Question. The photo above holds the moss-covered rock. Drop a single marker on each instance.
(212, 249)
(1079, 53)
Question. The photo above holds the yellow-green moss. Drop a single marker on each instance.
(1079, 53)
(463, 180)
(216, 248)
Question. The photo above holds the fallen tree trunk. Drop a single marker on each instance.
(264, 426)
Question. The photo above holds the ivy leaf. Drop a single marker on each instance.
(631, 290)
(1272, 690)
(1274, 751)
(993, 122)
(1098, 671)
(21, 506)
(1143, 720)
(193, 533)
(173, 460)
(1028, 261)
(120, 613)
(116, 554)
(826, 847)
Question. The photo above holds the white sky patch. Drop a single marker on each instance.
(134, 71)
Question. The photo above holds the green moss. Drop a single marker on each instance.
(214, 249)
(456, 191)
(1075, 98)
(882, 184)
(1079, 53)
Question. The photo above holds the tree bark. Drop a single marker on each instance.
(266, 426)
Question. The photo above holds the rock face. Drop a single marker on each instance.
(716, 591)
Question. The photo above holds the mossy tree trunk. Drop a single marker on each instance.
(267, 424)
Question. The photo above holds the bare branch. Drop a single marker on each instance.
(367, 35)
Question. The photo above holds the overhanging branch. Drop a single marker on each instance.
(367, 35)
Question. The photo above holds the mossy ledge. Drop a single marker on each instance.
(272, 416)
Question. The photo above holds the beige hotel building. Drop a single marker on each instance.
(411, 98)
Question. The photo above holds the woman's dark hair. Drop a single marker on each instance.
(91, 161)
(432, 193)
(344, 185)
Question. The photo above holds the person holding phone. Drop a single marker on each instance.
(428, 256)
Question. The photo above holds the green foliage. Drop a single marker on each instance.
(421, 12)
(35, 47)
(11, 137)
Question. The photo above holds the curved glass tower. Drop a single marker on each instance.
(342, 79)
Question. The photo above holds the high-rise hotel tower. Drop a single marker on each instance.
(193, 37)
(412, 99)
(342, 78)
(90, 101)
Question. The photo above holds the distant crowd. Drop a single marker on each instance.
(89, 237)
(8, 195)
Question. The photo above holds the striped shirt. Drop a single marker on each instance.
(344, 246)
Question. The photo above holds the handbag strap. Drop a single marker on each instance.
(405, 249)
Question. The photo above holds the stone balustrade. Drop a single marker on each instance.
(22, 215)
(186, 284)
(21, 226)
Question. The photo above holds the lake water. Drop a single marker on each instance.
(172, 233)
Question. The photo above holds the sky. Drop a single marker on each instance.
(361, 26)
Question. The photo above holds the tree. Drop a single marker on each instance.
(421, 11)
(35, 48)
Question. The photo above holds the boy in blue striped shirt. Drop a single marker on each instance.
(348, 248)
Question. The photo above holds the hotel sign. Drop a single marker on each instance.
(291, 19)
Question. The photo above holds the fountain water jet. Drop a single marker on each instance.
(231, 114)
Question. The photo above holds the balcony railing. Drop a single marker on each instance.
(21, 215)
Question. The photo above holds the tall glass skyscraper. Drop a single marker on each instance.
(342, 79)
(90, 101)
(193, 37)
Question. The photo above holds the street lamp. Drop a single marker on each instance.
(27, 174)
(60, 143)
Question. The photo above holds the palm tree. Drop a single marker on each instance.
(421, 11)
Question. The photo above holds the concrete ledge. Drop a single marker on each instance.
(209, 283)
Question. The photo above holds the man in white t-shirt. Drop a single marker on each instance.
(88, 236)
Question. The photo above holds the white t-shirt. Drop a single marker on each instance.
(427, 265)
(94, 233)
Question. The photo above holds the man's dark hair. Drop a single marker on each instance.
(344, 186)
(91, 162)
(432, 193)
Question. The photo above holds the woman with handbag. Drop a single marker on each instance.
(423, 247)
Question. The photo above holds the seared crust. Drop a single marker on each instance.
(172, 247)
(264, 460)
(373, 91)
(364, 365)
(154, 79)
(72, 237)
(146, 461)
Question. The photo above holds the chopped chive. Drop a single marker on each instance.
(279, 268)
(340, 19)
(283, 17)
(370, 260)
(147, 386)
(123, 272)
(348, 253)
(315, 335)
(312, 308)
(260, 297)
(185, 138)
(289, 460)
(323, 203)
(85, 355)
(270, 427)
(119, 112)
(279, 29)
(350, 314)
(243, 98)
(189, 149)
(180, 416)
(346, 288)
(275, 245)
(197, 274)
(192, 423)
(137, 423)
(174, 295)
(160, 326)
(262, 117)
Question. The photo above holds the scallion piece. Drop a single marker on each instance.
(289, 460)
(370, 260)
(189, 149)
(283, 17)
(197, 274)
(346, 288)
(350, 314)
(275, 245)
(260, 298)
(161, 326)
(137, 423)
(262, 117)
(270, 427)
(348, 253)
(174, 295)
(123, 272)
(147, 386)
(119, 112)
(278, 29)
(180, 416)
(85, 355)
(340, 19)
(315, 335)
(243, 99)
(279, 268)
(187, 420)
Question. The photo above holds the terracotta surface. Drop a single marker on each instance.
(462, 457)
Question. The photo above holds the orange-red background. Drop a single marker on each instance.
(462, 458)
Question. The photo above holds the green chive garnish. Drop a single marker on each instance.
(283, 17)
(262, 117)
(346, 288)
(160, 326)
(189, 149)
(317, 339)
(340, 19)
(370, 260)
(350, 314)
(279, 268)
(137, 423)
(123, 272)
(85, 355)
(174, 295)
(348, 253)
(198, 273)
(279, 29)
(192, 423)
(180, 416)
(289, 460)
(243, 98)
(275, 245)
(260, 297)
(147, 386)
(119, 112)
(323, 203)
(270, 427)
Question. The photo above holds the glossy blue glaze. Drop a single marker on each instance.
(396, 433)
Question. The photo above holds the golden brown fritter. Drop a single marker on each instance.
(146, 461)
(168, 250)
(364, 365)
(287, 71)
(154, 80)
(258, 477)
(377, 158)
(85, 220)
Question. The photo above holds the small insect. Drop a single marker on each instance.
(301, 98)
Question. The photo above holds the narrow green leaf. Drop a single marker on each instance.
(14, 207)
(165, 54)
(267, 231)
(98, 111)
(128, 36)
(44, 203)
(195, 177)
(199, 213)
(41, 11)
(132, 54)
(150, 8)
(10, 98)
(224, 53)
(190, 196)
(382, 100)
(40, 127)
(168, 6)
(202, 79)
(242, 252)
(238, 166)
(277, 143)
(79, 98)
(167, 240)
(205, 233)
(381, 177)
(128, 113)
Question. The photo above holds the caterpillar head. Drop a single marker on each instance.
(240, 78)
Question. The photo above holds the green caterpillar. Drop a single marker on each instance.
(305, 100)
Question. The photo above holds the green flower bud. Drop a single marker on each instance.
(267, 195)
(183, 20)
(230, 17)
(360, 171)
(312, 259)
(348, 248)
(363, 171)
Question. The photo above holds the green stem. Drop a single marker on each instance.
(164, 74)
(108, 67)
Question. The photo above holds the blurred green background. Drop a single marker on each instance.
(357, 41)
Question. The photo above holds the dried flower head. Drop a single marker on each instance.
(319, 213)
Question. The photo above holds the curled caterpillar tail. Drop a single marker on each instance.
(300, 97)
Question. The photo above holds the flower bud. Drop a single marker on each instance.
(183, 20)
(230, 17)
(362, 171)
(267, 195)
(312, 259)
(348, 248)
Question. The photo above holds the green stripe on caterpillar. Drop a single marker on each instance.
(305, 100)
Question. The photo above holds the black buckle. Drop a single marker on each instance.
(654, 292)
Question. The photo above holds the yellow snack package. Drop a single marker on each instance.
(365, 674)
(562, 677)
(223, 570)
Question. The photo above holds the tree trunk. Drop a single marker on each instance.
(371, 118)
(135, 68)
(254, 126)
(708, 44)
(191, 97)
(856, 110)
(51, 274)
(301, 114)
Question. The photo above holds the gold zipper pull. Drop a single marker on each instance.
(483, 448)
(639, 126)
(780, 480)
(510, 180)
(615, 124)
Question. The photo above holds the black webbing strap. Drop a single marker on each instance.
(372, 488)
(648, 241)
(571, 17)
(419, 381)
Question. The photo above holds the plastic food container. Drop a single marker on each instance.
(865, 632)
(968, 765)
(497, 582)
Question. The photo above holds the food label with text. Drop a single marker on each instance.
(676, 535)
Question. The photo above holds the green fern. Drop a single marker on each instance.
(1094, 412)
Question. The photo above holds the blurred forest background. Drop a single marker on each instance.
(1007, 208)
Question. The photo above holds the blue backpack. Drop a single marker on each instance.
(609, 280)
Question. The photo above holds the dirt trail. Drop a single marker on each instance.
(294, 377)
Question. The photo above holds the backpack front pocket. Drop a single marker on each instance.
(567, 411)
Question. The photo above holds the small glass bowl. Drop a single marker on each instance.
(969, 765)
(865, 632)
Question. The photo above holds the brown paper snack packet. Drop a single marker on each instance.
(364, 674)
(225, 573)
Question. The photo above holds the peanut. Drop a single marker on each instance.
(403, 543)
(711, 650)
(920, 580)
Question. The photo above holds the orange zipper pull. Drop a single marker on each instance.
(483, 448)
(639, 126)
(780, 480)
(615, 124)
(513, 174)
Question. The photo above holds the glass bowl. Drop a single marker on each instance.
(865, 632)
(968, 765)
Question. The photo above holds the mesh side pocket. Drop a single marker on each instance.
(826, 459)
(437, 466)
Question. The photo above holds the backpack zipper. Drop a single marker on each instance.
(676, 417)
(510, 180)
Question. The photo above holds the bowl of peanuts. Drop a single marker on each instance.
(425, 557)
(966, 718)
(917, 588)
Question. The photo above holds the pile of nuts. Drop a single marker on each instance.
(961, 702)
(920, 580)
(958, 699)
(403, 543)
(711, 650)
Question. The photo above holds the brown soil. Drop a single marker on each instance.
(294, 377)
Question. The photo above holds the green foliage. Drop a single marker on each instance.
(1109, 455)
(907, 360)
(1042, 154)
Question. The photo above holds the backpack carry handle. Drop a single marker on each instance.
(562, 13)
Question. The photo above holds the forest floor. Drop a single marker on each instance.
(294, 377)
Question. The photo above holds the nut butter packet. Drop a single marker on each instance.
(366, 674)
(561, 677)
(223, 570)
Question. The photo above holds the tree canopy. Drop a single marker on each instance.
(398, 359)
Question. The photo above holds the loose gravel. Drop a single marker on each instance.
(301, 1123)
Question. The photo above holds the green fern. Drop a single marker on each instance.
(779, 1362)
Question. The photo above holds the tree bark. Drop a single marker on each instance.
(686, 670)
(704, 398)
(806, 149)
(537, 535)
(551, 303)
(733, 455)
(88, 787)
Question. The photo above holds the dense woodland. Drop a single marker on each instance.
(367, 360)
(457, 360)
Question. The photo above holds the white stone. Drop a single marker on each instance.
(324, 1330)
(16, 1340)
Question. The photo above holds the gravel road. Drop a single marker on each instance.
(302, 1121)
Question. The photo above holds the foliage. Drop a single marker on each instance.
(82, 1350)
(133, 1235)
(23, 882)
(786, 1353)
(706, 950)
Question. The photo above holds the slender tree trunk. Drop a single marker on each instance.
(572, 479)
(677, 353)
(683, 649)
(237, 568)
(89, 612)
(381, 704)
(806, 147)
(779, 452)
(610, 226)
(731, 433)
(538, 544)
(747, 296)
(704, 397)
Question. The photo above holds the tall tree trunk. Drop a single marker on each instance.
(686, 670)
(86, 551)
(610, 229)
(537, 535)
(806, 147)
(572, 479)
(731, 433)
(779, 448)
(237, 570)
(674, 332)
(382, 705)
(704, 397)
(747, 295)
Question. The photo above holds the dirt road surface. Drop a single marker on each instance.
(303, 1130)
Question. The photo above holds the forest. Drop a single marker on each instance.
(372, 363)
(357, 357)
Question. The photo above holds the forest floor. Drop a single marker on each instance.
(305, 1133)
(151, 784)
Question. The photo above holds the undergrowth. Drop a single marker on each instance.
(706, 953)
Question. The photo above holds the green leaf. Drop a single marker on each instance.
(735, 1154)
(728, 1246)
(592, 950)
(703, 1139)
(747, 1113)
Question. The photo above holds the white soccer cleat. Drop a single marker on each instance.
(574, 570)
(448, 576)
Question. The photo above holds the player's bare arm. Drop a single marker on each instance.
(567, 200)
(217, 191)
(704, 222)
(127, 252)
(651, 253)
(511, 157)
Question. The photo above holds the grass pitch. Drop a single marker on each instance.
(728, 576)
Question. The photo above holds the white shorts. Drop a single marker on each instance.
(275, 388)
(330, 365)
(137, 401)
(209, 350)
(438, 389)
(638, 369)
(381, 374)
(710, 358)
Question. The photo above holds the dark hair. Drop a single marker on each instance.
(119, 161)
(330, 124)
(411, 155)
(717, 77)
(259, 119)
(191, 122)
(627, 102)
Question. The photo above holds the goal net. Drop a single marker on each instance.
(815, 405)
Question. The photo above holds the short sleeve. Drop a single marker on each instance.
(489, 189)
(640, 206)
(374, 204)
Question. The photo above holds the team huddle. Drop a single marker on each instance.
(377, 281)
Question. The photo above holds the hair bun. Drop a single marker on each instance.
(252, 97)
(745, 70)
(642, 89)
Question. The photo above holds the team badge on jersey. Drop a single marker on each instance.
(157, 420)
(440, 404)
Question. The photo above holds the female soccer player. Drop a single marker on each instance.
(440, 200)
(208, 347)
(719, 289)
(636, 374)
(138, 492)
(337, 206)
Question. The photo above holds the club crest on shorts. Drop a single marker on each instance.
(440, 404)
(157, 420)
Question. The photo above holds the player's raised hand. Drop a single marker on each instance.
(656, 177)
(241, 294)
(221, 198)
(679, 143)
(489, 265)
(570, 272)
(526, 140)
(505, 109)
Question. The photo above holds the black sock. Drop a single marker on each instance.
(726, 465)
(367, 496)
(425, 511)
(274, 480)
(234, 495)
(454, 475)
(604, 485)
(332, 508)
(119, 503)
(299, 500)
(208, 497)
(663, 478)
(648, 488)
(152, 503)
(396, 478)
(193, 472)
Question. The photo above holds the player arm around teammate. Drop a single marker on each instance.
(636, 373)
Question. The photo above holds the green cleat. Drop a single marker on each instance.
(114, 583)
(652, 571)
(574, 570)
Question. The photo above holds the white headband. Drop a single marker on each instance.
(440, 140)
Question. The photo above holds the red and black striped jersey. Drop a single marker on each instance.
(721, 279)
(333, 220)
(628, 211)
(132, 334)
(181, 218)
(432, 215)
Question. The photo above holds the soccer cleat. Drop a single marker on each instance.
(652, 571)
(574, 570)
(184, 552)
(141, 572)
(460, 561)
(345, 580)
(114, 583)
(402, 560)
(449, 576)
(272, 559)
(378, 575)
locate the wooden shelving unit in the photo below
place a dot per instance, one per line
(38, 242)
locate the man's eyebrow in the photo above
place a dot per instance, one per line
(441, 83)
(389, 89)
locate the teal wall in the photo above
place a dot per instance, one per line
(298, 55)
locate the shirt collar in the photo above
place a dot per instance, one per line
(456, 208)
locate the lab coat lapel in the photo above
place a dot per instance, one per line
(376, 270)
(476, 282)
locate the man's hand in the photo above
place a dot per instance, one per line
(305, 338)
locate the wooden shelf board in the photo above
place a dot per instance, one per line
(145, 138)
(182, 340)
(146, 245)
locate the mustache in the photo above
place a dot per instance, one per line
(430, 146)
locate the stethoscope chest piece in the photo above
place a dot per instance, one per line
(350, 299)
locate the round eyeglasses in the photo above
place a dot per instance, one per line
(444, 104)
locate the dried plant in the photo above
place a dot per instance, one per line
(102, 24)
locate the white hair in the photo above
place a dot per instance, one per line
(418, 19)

** WHAT IS BEING ASKED **
Where a line of the listing holds the string "wooden", copy that line.

** SOLUTION BELOW **
locate the wooden shelving unit in the photo below
locate the wooden shelf board in the photo above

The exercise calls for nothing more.